Extracted text:
Court rules PMPRB does not have unlimited jurisdiction
From CFAdvocacyNow FB post:
While today's ruling by the Quebec court is not everything that we had hoped for, it is a warning shot across the bow for the Patented Medicines Pricing Review Board that they do not have unlimited jurisdiction. The judge wrote that the new factors to be considered in determining excessive pricing “must not be analyzed with the objective of fixing an ideal price or the lowest possible price, as the analysis would then clearly be unconstitutional, having no link with the patent power”.
Better still, she goes even further to say that pharmacoeconomic analyses must not be used to set a “uniform maximum threshold…, to be applied mechanically and without nuance, [as that would go] beyond the control of excessive pricing to become price control”. That is a strong statement that the federal government cannot set pharmacoeconomic thresholds.
Furthermore, her decision to strike down the amendments having to do with disclosing rebated prices to the PMPRB is because these requirements take it into the realm of price fixing, pure and simple. Bottom line, these statements by the judge set the groundwork for future challenges to the PMPRB.
We want to thank Audrey Boctor and Miriam Clouthier of IMK sencrl/LLP for their outstanding counsel of behalf of the Canadian Cystic Fibrosis Treatment Society. We will continue to fight on behalf of cystic fibrosis patients to ensure no one is left behind as we press the federal government to deliver life-saving CF medicines to Canadians now and in the future. CF can’t wait.

Directions for this task: Translate this sentence from the post about the PMPRB court ruling into French: "That is a strong statement that the federal government cannot set pharmacoeconomic thresholds."

Collected data entries:
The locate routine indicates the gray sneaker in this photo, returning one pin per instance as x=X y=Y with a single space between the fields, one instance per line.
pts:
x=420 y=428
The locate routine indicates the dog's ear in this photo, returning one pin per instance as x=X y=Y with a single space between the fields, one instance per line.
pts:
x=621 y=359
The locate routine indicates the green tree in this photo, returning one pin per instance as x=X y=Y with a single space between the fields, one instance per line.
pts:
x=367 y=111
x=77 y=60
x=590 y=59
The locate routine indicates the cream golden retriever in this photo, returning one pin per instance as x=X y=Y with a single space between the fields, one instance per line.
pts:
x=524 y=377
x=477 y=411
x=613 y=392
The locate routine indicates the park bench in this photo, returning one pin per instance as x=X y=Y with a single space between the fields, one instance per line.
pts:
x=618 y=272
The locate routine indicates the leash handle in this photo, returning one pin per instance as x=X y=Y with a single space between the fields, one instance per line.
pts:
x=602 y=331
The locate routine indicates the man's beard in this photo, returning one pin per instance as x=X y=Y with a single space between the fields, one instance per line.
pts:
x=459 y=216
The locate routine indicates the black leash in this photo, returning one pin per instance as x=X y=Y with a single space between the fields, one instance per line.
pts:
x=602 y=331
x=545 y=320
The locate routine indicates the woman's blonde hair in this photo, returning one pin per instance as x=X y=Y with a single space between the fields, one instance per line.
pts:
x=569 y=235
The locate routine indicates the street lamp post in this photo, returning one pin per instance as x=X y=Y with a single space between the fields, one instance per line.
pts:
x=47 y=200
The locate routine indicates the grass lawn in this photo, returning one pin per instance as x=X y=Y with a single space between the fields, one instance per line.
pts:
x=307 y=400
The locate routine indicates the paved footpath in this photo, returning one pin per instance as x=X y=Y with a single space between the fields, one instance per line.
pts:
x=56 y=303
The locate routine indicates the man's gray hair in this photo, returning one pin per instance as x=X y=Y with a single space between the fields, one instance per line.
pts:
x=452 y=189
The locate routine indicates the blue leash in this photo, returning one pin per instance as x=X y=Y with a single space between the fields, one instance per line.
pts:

Response below: C'est une déclaration forte selon laquelle le gouvernement fédéral ne peut pas fixer de seuils pharmacoéconomiques.